Stated exercise A
Translate this sentence from the text on the Windows console Unicode package into Spanish: "This has nothing to do with Python, but is included here for completeness."
Stated exercise B
Answer these questions from the text on the Windows console Unicode package:
(i) Starting with which Python version is the package no longer needed?
(ii) What does sys.stdin.buffer.raw.readline() return when α is entered?
(iii) What must be selected in order to display Unicode characters in Windows console?
Stated exercise C
Continue the text on the Windows console Unicode package from where it stops.

Document text
———

A Python package to enable Unicode input and display when running Python from Windows console.
The package is not needed on Python 3.6 and newer since the underlying issue has been resolved (see https://docs.python.org/3/whatsnew/3.6.html#whatsnew36-pep528).
When running Python (3.5 and older) in the standard console on Windows, there are several problems when one tries to enter or display Unicode characters. The relevant issue is http://bugs.python.org/issue1602. This package solves some of them.
First, when you want to display Unicode characters in Windows console, you have to select a font able to display them. Similarly, if you want to enter Unicode characters, you have to have you keyboard properly configured. This has nothing to do with Python, but is included here for completeness.
The standard stream objects (sys.stdin
, sys.stdout
, sys.stderr
) are not capable of reading and displaying Unicode characters in Windows console. This has nothing to do with encoding, since even sys.stdin.buffer.raw.readline()
returns b"?\n"
when entering α
and there is no encoding under which sys.stdout.buffer.raw.write
displays α
.

———

Supplied data
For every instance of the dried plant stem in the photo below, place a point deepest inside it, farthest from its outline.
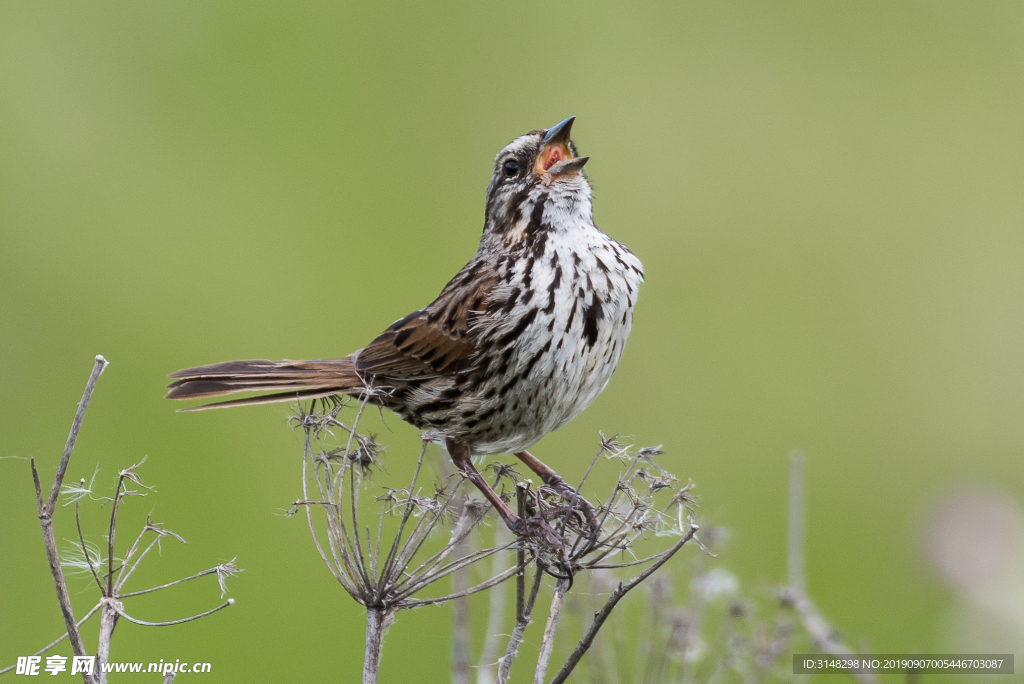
(795, 550)
(46, 514)
(548, 642)
(496, 615)
(460, 610)
(378, 622)
(64, 636)
(616, 595)
(524, 609)
(116, 607)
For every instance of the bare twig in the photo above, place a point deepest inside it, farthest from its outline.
(64, 636)
(116, 606)
(378, 622)
(825, 638)
(485, 671)
(46, 514)
(616, 595)
(522, 622)
(548, 641)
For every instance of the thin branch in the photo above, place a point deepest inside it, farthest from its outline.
(548, 642)
(115, 605)
(58, 639)
(616, 595)
(524, 608)
(85, 551)
(211, 570)
(76, 425)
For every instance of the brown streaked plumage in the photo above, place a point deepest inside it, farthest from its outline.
(519, 342)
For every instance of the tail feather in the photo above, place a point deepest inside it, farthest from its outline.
(289, 380)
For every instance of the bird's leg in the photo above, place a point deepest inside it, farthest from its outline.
(562, 488)
(461, 456)
(536, 526)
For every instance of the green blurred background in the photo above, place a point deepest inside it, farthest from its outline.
(826, 197)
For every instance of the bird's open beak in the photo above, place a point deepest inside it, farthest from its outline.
(556, 158)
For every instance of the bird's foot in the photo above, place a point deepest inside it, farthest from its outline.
(550, 549)
(579, 506)
(537, 527)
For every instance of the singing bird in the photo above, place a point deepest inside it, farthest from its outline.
(516, 345)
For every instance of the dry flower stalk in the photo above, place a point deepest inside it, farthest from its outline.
(110, 572)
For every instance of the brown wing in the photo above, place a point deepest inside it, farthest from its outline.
(435, 341)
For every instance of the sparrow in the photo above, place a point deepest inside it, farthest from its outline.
(515, 346)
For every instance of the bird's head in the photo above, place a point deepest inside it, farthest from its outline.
(541, 163)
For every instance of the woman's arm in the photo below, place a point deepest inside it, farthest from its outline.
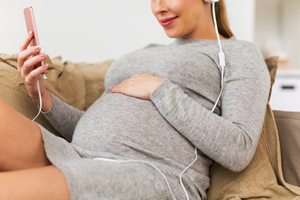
(63, 117)
(230, 139)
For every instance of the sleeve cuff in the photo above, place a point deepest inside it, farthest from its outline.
(53, 99)
(161, 89)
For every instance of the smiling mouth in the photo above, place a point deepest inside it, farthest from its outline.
(168, 21)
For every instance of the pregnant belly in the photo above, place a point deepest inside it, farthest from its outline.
(130, 127)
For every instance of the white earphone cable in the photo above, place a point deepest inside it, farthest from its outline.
(222, 65)
(41, 101)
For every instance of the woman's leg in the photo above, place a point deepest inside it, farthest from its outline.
(46, 183)
(25, 170)
(21, 143)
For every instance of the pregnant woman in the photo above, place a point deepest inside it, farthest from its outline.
(154, 119)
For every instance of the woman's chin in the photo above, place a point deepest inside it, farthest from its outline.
(171, 34)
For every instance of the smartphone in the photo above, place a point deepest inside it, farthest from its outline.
(31, 26)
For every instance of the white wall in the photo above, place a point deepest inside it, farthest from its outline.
(96, 30)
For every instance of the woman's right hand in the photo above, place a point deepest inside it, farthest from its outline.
(30, 69)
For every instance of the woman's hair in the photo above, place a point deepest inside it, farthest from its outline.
(222, 20)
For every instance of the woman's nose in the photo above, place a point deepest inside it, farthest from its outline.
(160, 6)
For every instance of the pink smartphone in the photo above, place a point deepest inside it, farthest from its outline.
(31, 26)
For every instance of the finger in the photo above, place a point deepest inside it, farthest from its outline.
(35, 75)
(26, 42)
(24, 55)
(29, 64)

———

Expected output A
Esto no tiene nada que ver con Python, pero se incluye aquí por exhaustividad.

Expected output B
(i) Python 3.6
(ii) b"?\n"
(iii) A font able to display them

Expected output C
The streams
module provides several alternative stream objects. stdin_raw
, stdout_raw
, and stderr_raw
are raw stream objects using WinAPI functions ReadConsoleW
and WriteConsoleW
to interact with Windows console through UTF-16-LE encoded bytes. The stdin_text
, stdout_text
, and stderr_text
are standard text IO wrappers over standard buffered IO over our raw streams, and are intended to be primary replacements to sys.std*
streams. Unfortunately, other wrappers around std*_text
are needed (see below), so there are more stream objects in streams
module.
The function streams.enable
installs chosen stream objects instead of the original ones. By default, it chooses appropriate stream objects itself. The function streams.disable
restores the original stream objects (these are stored in sys.__std*__
attributes by Python).
After replacing the stream objects, also using print
with a string containing Unicode characters and displaying Unicode characters in the interactive loop works. For input
, see below.
Python interactive loop doesn't use sys.stdin
to read input so fixing it doesn't help. Also the input
function may or may not use sys.stdin
depending on whether sys.stdin
and sys.stdout
have the standard filenos and whether they are interactive. See http://bugs.python.org/issue17620 for more information.
To solve this, we install a custom readline hook. Readline hook is a function which is used to read a single line interactively by Python REPL. It may also be used by input
function under certain conditions (see above). On Linux, this hook is usually set to GNU readline function, which provides features like autocompletion, history, …
The module readline_hook
provides our custom readline hook, which uses sys.stdin
to get the input and is (de)activated by functions readline_hook.enable
, readline_hook.disable
.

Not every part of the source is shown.